--- BEGIN QUOTED PASSAGE ---
JACKSON — A Mississippi company that was the target of the largest U.S. workplace raid on illegal immigrants has reached a tentative settlement agreement in a discrimination lawsuit by four black women who claimed the company gave preferential treatment to Latinos, federal court records said.

The lawsuit claimed that one of the plaintiffs, Charlyn Dozier, applied for a job at the Howard Industries electrical transformer plant in Laurel every three to six months beginning in 2002, but wasn't offered a position until after the 2008 raid. The other plaintiffs, Veronica Cook, Yolanda Phelps and Seleatha McGee, made similar allegations.

Immigration agents detained nearly 600 illegal immigrants during the raid at the sprawling plant. Most of them were deported, though a handful faced identity theft charges. The company was fined $2.5 million in February 2011 after pleading guilty to conspiracy to violate immigration laws.

A Feb. 9 filing in U.S. District Court in Jackson said a tentative deal has been reached and "the parties anticipate submitting an appropriate motion for settlement approval in the near future." The filing made no mention of the terms of the settlement, and such deals are often confidential in civil lawsuits.

The women's attorney, Lisa Ross, said Monday that the matter is before the court and it would be premature to comment. Attorneys for Howard Industries didn't immediately respond to messages.
--- END QUOTED PASSAGE ---
▶ TO DO
1. From the listing below, pull out each line that contains the string "shrub".
2. Resume the news story about the Howard Industries discrimination lawsuit and carry it on past its last sentence.
--- BEGIN RECORDS FOR THIS EXERCISE ---
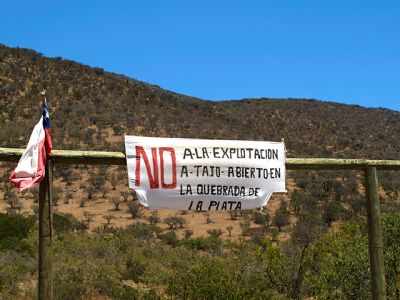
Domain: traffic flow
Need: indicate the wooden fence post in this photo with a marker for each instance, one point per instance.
(45, 282)
(375, 241)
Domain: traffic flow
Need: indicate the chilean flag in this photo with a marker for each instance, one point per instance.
(31, 166)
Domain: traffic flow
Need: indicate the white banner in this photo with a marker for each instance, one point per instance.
(195, 174)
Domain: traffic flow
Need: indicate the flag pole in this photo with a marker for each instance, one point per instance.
(45, 280)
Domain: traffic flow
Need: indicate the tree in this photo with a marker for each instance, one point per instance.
(108, 219)
(215, 232)
(154, 218)
(261, 218)
(333, 212)
(175, 222)
(134, 209)
(88, 218)
(114, 181)
(281, 217)
(229, 229)
(116, 200)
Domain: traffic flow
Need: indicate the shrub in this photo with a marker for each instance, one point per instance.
(170, 238)
(175, 222)
(154, 218)
(215, 232)
(134, 269)
(260, 218)
(14, 229)
(134, 209)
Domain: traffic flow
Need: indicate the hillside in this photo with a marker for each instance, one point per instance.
(92, 109)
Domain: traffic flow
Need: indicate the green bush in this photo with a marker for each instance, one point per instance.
(14, 229)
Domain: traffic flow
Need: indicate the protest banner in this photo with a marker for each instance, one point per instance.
(196, 174)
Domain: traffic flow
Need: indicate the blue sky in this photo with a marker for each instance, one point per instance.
(344, 51)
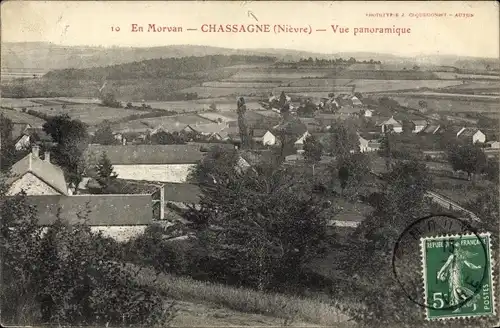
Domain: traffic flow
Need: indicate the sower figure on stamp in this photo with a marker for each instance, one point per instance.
(453, 270)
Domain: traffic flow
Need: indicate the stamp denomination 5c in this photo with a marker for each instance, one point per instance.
(458, 279)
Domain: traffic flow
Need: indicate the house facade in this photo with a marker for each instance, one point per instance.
(36, 176)
(418, 125)
(391, 124)
(299, 143)
(157, 163)
(472, 135)
(120, 217)
(493, 144)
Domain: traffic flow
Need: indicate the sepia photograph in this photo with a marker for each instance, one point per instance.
(250, 163)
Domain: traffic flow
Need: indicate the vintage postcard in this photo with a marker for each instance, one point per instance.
(250, 163)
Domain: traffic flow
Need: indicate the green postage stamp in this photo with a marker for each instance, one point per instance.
(458, 279)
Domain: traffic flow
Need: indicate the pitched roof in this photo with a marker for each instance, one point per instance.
(146, 154)
(182, 192)
(348, 110)
(392, 121)
(38, 132)
(103, 209)
(432, 128)
(468, 132)
(259, 133)
(207, 128)
(18, 129)
(49, 173)
(21, 118)
(419, 122)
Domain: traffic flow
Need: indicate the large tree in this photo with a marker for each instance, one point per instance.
(105, 171)
(353, 171)
(259, 226)
(313, 150)
(71, 140)
(7, 144)
(242, 123)
(469, 158)
(104, 134)
(341, 140)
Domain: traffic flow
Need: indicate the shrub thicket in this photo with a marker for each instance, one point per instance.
(68, 274)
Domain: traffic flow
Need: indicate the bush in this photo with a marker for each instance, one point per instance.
(153, 249)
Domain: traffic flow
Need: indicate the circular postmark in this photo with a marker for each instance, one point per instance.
(441, 263)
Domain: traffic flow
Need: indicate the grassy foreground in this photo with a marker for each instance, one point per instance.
(246, 300)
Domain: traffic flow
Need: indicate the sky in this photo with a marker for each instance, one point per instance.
(91, 23)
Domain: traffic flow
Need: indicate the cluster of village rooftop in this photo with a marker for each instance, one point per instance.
(166, 167)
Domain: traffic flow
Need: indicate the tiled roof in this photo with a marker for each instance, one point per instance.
(18, 130)
(348, 110)
(419, 122)
(146, 154)
(468, 132)
(259, 133)
(20, 117)
(51, 174)
(39, 132)
(208, 128)
(182, 193)
(102, 209)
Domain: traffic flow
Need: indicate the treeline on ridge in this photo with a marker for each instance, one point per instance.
(161, 67)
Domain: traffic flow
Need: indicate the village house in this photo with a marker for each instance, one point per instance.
(207, 129)
(418, 125)
(472, 135)
(431, 129)
(391, 124)
(21, 121)
(120, 217)
(312, 124)
(264, 137)
(31, 136)
(348, 111)
(36, 176)
(368, 113)
(356, 101)
(299, 143)
(493, 144)
(162, 163)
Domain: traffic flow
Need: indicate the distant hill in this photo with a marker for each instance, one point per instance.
(48, 56)
(191, 68)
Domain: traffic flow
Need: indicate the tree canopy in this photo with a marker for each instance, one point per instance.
(467, 157)
(71, 142)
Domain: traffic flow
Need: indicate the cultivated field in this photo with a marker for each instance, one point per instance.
(449, 104)
(366, 86)
(307, 310)
(19, 117)
(224, 84)
(17, 103)
(90, 113)
(336, 83)
(451, 75)
(176, 122)
(224, 116)
(208, 92)
(281, 74)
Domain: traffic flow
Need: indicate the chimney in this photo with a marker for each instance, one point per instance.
(35, 150)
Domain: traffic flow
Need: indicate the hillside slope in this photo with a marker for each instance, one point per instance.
(48, 56)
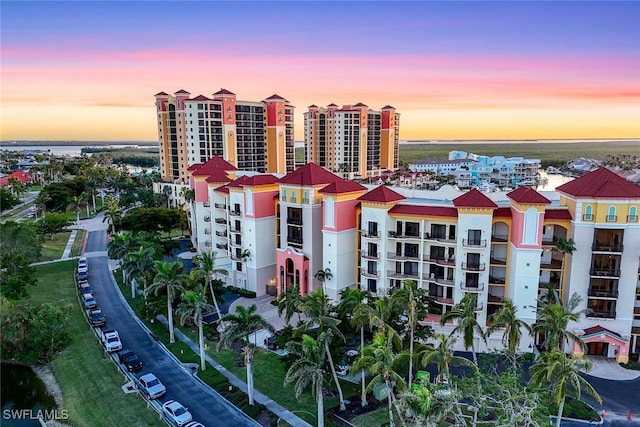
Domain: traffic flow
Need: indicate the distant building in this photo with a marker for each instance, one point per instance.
--- END RECORDS FOR THIS EXERCISE ---
▶ ANSWER LIST
1.
Need: indicate the shrub in this photo with a marker for each instance, one point per instance.
Need: indicate the shrub thicket in this photo with a marker for each instance, one point per instance.

2.
The discrimination lawsuit was filed Feb. 25, 2011, and claimed Howard Industries discriminated against American workers by giving preferential treatment to Latino applicants and workers, many of whom were illegal immigrants from Mexico.

Ross told The Associated Press for a story last year that there was more to the case than the company just preferring illegal immigrants. She said the company was acting on racial stereotypes that Latinos work harder than blacks and whites, and would put up with conditions that American workers may find objectionable.
The lawsuit claimed Howard Industries not only knew it was hiring illegal immigrants, but instructed some on how to get false identities and concealed the fact that hundreds of employees were illegal immigrants. Federal authorities made similar allegations against the company.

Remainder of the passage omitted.